--- Exercise requirements ---
Please go through the records below and copy out each line that contains the word "elephant".

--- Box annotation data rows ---
--------
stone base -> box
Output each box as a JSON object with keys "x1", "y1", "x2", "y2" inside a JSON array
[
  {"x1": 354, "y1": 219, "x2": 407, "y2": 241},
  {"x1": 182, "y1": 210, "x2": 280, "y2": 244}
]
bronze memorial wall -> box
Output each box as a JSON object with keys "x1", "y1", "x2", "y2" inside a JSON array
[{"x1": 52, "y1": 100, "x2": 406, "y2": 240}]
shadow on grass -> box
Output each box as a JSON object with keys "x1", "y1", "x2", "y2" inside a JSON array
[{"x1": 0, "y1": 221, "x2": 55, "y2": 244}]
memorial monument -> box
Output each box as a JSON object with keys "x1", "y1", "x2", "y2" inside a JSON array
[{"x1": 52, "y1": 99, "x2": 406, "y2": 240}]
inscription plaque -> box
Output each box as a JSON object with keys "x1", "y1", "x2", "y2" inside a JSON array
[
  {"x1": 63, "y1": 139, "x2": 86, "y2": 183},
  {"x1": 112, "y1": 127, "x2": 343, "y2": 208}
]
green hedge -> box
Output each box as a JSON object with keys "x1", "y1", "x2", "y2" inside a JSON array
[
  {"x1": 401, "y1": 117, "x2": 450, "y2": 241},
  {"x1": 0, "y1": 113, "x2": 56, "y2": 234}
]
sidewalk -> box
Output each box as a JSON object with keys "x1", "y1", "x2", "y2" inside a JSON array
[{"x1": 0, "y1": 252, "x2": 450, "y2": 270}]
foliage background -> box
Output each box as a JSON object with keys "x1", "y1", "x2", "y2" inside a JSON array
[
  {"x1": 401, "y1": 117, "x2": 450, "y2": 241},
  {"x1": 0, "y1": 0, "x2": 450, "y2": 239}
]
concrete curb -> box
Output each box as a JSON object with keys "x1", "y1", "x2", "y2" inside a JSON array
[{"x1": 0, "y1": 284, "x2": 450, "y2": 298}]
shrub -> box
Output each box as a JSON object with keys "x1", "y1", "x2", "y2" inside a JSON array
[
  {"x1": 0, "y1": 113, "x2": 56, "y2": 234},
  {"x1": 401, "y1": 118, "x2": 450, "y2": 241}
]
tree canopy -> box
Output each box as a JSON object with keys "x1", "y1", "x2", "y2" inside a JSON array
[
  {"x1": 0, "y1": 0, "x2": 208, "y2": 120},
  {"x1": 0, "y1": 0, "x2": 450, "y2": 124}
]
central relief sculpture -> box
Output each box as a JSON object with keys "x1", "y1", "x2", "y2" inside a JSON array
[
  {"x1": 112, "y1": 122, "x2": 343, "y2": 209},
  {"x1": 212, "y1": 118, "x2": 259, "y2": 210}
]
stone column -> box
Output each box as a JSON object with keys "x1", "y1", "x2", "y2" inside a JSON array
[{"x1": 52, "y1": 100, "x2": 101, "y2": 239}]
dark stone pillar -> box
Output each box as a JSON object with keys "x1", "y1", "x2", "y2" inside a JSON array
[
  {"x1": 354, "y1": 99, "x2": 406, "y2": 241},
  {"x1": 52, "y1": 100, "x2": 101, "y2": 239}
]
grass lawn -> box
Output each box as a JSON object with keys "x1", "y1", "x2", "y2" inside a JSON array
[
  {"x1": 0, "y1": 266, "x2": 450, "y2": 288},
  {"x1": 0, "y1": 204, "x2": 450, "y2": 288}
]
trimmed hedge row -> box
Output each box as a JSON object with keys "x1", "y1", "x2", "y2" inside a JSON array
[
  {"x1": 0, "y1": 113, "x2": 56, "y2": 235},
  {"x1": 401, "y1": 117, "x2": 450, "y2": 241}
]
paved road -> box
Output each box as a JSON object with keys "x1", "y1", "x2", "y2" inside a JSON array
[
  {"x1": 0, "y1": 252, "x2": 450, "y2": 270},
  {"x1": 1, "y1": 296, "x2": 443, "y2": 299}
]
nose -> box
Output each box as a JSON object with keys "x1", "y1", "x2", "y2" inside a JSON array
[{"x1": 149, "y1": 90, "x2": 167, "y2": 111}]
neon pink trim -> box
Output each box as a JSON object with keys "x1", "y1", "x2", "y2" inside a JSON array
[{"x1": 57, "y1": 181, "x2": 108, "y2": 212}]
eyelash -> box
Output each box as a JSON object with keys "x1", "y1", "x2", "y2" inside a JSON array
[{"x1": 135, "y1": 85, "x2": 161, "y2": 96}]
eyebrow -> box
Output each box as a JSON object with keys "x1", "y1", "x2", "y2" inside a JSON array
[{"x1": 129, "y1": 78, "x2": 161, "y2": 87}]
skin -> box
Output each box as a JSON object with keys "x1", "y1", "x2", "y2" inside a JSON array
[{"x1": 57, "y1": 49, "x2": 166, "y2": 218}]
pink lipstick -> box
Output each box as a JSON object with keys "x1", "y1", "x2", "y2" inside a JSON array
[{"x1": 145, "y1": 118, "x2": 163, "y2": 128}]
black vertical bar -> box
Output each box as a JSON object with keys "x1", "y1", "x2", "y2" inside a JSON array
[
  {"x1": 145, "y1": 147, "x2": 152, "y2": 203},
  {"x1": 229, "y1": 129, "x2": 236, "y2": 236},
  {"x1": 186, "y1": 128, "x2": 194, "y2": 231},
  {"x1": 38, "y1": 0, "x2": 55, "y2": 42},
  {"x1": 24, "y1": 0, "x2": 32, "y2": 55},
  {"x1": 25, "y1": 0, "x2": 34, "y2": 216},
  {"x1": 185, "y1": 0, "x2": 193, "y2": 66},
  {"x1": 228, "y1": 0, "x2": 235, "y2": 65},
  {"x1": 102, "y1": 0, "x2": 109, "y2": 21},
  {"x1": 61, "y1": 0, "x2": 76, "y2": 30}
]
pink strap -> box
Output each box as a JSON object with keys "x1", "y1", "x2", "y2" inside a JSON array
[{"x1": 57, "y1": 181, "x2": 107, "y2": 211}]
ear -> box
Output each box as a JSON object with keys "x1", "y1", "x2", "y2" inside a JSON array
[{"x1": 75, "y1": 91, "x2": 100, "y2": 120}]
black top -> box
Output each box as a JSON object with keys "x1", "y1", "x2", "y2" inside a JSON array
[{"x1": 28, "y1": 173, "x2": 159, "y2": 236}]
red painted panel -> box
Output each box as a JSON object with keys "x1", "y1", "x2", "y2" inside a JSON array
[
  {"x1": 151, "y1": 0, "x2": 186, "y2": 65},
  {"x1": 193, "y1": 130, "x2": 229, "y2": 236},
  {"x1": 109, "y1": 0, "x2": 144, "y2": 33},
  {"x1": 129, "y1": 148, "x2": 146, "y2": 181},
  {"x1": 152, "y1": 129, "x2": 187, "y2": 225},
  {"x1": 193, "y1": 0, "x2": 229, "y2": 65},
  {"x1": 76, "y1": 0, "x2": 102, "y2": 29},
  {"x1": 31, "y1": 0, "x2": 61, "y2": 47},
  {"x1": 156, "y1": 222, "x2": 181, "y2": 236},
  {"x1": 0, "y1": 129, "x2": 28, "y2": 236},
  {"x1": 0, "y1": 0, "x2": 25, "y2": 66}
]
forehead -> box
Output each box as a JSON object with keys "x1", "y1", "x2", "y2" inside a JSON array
--------
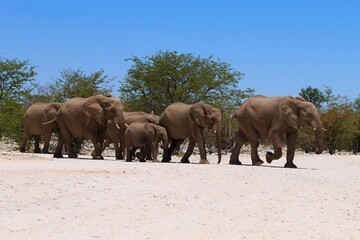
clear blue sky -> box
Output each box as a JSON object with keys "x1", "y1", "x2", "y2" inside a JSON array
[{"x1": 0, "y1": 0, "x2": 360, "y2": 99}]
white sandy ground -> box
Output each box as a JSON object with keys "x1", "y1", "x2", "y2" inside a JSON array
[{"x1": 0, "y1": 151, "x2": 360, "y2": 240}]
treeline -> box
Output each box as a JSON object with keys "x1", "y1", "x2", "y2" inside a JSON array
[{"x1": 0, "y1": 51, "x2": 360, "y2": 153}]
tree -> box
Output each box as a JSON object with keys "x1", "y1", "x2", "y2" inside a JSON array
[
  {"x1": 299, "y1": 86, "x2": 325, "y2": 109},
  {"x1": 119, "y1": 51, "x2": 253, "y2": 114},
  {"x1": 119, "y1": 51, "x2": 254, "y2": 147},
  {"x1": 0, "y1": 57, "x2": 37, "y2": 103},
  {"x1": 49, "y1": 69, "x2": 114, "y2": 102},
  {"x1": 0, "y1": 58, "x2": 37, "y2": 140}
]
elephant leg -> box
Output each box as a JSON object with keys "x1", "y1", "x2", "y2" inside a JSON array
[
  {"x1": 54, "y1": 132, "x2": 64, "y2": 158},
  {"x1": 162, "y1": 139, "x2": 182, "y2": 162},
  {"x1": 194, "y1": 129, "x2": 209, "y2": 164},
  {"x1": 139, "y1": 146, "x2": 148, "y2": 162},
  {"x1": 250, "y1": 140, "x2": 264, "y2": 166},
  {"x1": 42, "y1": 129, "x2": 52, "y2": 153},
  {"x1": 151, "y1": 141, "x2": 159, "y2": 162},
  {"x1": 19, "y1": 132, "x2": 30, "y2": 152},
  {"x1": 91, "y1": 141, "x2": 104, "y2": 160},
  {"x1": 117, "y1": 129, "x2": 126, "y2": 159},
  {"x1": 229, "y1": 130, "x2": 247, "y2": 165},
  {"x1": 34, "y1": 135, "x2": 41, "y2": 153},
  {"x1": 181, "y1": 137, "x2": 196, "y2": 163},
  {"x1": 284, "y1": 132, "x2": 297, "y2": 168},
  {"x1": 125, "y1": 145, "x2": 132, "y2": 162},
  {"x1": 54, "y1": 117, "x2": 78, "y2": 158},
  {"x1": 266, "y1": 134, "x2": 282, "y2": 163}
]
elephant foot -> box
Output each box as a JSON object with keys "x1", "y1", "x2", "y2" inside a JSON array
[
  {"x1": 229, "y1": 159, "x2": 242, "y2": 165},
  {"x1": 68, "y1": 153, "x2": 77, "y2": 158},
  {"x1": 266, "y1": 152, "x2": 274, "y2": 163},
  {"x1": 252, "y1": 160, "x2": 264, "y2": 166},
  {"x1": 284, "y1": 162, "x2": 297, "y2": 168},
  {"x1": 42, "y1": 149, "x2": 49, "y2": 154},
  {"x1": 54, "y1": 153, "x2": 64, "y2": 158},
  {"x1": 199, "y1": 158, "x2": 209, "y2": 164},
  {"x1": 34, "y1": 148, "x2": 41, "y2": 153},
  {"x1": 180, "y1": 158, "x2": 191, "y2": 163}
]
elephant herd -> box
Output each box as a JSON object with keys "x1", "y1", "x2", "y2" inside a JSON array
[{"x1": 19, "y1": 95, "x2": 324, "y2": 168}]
--------
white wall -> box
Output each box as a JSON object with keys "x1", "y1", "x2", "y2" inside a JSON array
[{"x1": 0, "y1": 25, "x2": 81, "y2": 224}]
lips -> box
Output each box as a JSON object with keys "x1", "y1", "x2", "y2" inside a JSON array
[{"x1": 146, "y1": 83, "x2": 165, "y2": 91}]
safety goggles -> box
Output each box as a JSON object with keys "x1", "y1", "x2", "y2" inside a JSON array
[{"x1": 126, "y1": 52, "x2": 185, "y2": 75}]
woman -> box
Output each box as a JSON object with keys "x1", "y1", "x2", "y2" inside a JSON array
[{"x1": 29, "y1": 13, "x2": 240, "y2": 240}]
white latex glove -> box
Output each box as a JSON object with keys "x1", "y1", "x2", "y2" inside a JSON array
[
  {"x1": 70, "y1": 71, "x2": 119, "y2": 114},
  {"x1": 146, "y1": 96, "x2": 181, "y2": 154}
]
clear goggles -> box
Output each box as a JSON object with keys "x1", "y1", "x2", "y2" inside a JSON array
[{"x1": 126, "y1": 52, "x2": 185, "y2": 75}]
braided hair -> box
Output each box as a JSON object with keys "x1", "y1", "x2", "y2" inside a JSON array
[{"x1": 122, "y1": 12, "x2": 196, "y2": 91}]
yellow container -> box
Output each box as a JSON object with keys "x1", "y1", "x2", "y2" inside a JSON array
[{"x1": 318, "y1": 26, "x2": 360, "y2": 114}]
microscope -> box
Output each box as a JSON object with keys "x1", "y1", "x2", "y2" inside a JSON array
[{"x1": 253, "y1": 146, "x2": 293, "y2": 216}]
--------
--- Exercise result ---
elephant leg -> box
elephant foot -> box
elephant herd -> box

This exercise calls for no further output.